• REQUIREMENT: Copy the lines from the start of the records through the line containing "[77,110,101,131]", inclusive, keeping the requests as they are. In the answers, multiply each bounding box coordinate by 0.25 and round it to a whole number, with halves rounded up.

-- BEGIN AVAILABLE RECORDS --

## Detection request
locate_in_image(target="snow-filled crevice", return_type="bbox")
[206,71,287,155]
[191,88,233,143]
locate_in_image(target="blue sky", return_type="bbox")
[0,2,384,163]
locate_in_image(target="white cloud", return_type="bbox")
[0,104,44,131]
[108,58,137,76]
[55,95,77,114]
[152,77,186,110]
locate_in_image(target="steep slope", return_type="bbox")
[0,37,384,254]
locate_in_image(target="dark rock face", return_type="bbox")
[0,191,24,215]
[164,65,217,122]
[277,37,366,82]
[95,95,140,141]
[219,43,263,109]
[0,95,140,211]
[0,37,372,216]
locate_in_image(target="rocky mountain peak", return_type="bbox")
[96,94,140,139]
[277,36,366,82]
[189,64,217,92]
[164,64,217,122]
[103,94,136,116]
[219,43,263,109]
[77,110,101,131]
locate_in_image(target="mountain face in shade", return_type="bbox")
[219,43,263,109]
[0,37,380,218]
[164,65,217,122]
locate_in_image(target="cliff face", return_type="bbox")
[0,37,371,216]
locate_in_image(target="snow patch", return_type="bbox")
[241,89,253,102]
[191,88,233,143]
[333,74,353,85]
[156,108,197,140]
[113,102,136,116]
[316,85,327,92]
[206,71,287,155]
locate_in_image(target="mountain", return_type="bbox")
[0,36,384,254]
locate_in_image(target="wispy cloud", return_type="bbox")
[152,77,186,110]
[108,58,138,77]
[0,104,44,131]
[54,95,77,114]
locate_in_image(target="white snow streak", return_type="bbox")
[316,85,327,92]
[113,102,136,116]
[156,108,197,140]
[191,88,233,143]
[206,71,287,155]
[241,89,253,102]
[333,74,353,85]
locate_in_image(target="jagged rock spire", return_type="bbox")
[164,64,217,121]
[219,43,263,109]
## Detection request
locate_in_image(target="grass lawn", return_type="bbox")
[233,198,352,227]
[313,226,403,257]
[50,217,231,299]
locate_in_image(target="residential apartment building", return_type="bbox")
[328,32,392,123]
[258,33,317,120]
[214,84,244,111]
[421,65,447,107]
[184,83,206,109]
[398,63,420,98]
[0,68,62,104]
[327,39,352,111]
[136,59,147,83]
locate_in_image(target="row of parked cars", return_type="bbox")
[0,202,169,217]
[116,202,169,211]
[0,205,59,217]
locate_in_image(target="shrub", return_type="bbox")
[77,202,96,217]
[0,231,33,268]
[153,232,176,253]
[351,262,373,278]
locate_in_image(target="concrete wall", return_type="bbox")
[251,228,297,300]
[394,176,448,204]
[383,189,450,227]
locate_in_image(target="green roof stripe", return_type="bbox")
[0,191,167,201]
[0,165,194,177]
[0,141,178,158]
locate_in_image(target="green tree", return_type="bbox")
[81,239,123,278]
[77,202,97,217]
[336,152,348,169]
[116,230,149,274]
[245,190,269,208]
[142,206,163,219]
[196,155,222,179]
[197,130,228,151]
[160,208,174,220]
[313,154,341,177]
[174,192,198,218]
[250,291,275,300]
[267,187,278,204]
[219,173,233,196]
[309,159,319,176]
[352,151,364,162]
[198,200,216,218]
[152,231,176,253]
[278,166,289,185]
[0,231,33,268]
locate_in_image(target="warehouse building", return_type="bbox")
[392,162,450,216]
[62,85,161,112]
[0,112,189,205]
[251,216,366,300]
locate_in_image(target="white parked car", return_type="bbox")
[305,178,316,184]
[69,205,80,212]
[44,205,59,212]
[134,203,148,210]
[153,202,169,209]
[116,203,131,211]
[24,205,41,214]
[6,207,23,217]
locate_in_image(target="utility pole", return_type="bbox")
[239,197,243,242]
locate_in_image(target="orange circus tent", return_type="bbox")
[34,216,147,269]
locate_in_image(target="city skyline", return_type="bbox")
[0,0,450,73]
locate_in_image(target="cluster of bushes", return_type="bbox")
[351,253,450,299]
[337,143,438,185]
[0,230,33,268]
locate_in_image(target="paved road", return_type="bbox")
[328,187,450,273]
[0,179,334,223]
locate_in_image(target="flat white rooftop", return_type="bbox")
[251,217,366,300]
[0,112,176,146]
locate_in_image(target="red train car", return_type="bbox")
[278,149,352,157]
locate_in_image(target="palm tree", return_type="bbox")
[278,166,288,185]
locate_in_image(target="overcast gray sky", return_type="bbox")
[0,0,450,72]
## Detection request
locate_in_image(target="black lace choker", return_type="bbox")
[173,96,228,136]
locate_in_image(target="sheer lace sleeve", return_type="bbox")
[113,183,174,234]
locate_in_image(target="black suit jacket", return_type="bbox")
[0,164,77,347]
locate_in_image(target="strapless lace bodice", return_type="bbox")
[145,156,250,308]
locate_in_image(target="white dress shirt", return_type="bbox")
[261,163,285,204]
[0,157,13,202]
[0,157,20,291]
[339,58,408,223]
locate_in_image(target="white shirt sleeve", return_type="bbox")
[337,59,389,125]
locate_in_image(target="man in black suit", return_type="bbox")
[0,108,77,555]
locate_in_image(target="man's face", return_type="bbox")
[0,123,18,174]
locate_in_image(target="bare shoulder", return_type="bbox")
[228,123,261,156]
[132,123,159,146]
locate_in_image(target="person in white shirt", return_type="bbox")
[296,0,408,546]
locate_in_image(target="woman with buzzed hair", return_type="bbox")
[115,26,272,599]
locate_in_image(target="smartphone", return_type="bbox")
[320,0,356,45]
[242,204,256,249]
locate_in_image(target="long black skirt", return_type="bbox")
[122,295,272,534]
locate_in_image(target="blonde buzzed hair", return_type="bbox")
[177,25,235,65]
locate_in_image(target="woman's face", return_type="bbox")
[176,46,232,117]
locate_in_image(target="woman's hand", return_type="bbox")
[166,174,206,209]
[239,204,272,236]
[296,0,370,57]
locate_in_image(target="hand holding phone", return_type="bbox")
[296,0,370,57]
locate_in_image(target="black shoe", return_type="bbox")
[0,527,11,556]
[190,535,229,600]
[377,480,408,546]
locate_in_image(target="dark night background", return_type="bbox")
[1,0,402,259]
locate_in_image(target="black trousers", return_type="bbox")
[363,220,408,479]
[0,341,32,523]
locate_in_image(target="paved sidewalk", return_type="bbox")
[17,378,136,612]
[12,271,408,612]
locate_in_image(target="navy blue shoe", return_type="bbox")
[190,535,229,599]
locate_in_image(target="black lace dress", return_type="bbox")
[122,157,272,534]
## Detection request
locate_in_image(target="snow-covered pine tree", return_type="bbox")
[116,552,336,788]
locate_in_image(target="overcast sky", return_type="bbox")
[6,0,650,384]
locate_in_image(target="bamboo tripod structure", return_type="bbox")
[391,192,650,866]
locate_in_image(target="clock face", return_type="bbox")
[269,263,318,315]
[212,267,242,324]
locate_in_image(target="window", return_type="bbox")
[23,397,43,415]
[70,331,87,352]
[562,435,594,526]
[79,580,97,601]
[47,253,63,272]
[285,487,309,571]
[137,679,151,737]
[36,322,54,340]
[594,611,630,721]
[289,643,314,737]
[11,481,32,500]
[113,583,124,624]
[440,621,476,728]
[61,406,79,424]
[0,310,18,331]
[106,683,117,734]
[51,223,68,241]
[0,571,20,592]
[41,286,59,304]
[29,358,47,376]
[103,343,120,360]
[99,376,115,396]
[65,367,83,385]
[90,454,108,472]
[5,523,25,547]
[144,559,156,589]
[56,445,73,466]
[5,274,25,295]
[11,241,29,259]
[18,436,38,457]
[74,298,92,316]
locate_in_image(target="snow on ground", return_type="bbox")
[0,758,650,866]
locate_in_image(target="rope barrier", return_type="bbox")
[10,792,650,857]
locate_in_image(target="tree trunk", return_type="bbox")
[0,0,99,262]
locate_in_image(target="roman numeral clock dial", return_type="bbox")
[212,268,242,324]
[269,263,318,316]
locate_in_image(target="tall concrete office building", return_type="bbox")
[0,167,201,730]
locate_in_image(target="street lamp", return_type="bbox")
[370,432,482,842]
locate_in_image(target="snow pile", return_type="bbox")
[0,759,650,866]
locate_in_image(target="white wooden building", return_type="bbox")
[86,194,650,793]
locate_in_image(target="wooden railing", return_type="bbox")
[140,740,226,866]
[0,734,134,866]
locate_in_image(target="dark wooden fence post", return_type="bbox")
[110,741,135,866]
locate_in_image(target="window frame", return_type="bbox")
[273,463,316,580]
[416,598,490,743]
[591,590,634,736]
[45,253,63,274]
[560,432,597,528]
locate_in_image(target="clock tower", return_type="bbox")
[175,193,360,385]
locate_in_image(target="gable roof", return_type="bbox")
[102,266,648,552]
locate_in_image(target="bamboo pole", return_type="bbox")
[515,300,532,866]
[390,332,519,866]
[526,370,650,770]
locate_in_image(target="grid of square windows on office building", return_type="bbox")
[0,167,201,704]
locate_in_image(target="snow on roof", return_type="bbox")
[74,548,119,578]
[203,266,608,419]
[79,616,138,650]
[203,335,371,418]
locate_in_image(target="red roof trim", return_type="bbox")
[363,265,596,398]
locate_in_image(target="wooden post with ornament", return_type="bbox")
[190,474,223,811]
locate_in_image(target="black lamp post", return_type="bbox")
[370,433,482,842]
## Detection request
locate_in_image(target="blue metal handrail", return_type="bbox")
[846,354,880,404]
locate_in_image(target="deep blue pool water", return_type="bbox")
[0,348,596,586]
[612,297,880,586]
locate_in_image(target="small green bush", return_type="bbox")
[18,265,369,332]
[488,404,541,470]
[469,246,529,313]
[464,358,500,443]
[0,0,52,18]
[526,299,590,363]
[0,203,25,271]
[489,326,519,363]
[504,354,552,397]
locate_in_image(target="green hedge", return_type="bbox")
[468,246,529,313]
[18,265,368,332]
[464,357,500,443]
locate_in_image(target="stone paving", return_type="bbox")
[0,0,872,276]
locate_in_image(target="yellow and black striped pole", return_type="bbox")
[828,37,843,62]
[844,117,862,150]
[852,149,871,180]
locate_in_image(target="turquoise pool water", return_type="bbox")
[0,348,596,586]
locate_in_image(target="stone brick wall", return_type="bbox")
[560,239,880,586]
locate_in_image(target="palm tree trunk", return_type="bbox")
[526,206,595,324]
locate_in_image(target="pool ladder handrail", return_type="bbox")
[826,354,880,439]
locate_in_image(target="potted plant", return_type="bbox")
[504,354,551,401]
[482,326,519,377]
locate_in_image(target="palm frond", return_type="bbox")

-- END AVAILABLE RECORDS --

• EXERCISE OUTPUT:
## Detection request
locate_in_image(target="snow-filled crevice", return_type="bbox")
[52,18,72,39]
[48,22,58,36]
locate_in_image(target="blue sky", return_type="bbox")
[0,1,96,41]
locate_in_image(target="white cloud", return_type="bbox")
[0,26,11,33]
[27,15,34,19]
[14,24,19,29]
[38,19,47,28]
locate_in_image(target="steep slope", return_type="bbox")
[0,9,96,64]
locate_in_image(target="dark rock face", return_type="bbox")
[0,48,6,54]
[41,16,54,31]
[69,9,92,21]
[24,24,35,35]
[55,11,66,27]
[0,24,35,53]
[0,9,93,54]
locate_in_image(target="rocky mountain peak", return_type="bbox")
[24,24,35,35]
[69,9,92,21]
[47,16,54,23]
[41,16,54,31]
[26,24,34,29]
[55,11,66,27]
[19,28,25,33]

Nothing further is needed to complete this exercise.